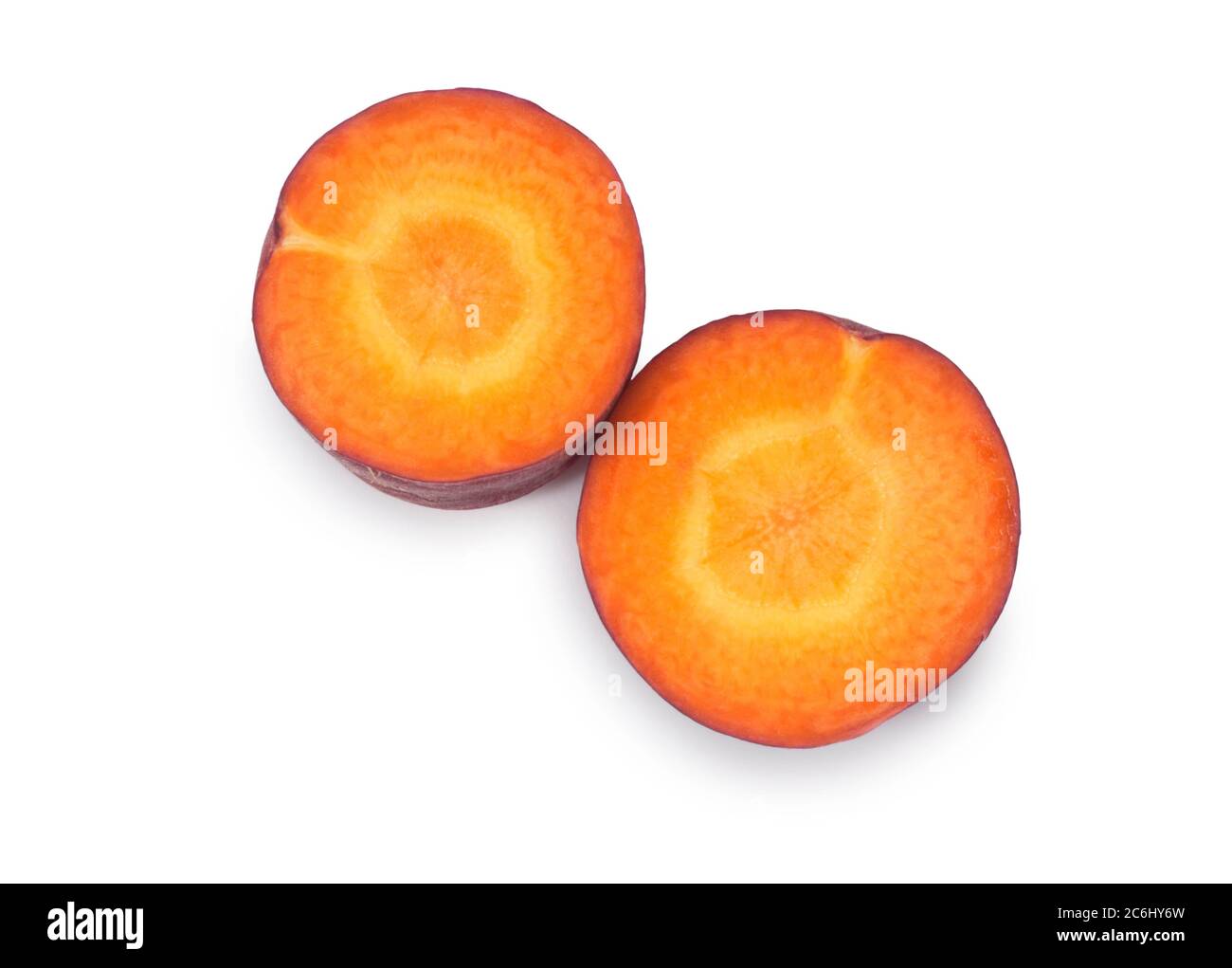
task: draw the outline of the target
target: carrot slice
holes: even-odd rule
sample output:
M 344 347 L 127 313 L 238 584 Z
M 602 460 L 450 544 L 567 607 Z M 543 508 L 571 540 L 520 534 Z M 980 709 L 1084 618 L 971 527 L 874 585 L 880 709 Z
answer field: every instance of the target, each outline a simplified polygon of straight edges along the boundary
M 633 667 L 707 726 L 775 746 L 857 736 L 1000 614 L 1014 469 L 978 391 L 923 343 L 733 316 L 655 356 L 609 419 L 663 422 L 669 445 L 591 459 L 586 583 Z
M 309 148 L 253 319 L 313 437 L 384 491 L 461 508 L 564 467 L 567 425 L 628 381 L 644 302 L 602 152 L 529 101 L 453 90 L 383 101 Z

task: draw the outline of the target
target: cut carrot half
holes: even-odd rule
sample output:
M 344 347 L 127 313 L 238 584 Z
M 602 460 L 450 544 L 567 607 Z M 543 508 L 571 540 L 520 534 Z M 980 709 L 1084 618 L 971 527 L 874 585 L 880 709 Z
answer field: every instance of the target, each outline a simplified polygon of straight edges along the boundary
M 301 424 L 363 480 L 445 508 L 558 474 L 628 381 L 646 302 L 623 184 L 584 134 L 482 90 L 383 101 L 296 165 L 253 319 Z
M 857 736 L 935 703 L 1005 604 L 1009 453 L 923 343 L 733 316 L 655 356 L 609 423 L 660 446 L 591 459 L 586 583 L 633 667 L 699 723 L 774 746 Z

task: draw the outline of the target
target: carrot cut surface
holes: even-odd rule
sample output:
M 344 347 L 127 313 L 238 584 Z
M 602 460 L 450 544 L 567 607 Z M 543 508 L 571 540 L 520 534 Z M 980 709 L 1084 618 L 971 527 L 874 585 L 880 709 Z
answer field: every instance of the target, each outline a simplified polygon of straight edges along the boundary
M 607 158 L 494 91 L 394 97 L 282 190 L 254 326 L 266 374 L 351 470 L 474 507 L 558 472 L 637 358 L 642 243 Z
M 1000 614 L 1014 469 L 976 387 L 917 340 L 729 317 L 655 356 L 609 419 L 662 422 L 669 446 L 591 459 L 586 583 L 634 668 L 707 726 L 856 736 L 924 698 L 873 695 L 870 672 L 941 683 Z

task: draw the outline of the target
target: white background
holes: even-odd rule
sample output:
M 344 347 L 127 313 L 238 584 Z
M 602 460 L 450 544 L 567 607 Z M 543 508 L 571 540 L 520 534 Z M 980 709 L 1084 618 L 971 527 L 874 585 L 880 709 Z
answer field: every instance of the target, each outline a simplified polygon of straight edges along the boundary
M 0 877 L 1227 879 L 1227 7 L 928 6 L 10 7 Z M 1021 556 L 944 713 L 713 734 L 595 615 L 580 465 L 429 511 L 283 411 L 283 178 L 458 85 L 616 164 L 641 364 L 801 307 L 983 391 Z

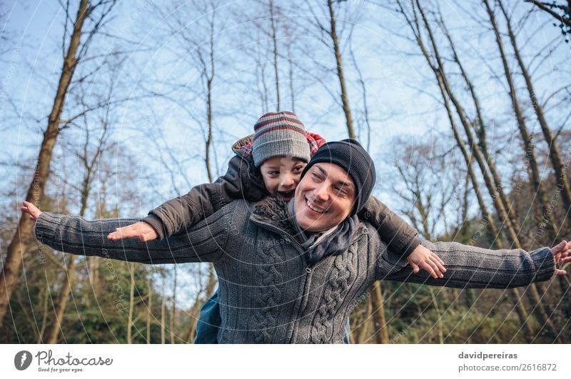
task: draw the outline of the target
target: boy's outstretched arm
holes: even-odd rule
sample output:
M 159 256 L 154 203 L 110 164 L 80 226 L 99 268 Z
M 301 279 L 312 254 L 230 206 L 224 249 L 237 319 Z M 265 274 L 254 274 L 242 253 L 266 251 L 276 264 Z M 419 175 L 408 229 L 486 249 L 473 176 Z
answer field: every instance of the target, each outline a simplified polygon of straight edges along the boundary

• **Exercise task**
Rewrite the stretch from the start of the material through the line containing "M 857 736 L", swapping "instance" for "occurrence" and leaving everything else untouched. Omit the pictures from your answer.

• **Final answer**
task: draw the outline of the target
target: carrot slice
holes: even-odd rule
sample output:
M 344 347 L 127 313 L 238 584 Z
M 602 460 L 450 544 L 567 607 Z M 543 508 L 571 540 L 520 534 Z M 980 709 L 1084 618 L 971 527 L 874 585 L 880 709 Z
answer field: every occurrence of the target, each outline a simplified polygon of straight edges along the boundary
M 633 667 L 707 726 L 775 746 L 857 736 L 1000 614 L 1014 469 L 978 391 L 923 343 L 733 316 L 655 356 L 609 419 L 663 422 L 669 445 L 591 459 L 586 583 Z
M 309 148 L 253 319 L 313 437 L 384 491 L 461 508 L 564 467 L 567 425 L 628 381 L 644 302 L 602 152 L 529 101 L 453 90 L 383 101 Z

task: draw the outline of the target
target: cut carrot half
holes: even-odd rule
sample output:
M 344 347 L 127 313 L 238 584 Z
M 602 460 L 450 544 L 567 607 Z M 543 508 L 571 540 L 520 534 Z M 980 709 L 1084 618 L 971 527 L 874 585 L 880 709 Z
answer field: every occurrence of the target, each outline a simplified polygon of straight edges along the boundary
M 301 424 L 363 480 L 445 508 L 558 474 L 628 381 L 646 302 L 623 184 L 584 134 L 482 90 L 383 101 L 296 165 L 253 319 Z
M 857 736 L 935 703 L 1005 604 L 1009 453 L 923 343 L 733 316 L 655 356 L 609 423 L 660 446 L 591 459 L 586 583 L 633 667 L 699 723 L 774 746 Z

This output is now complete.